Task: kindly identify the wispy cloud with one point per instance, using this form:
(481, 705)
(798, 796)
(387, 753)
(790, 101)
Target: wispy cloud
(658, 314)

◆ ◆ ◆ ◆ ◆ ◆ ◆

▶ **OBJECTIVE**:
Rewrite each line of the records above as a numbered list, skipping any blank lines.

▶ **SOLUTION TO THIS PROBLEM**:
1. Task: kindly identify the wispy cloud with one point per instance, using this form:
2. (481, 705)
3. (798, 796)
4. (387, 753)
5. (790, 101)
6. Target: wispy cloud
7. (658, 314)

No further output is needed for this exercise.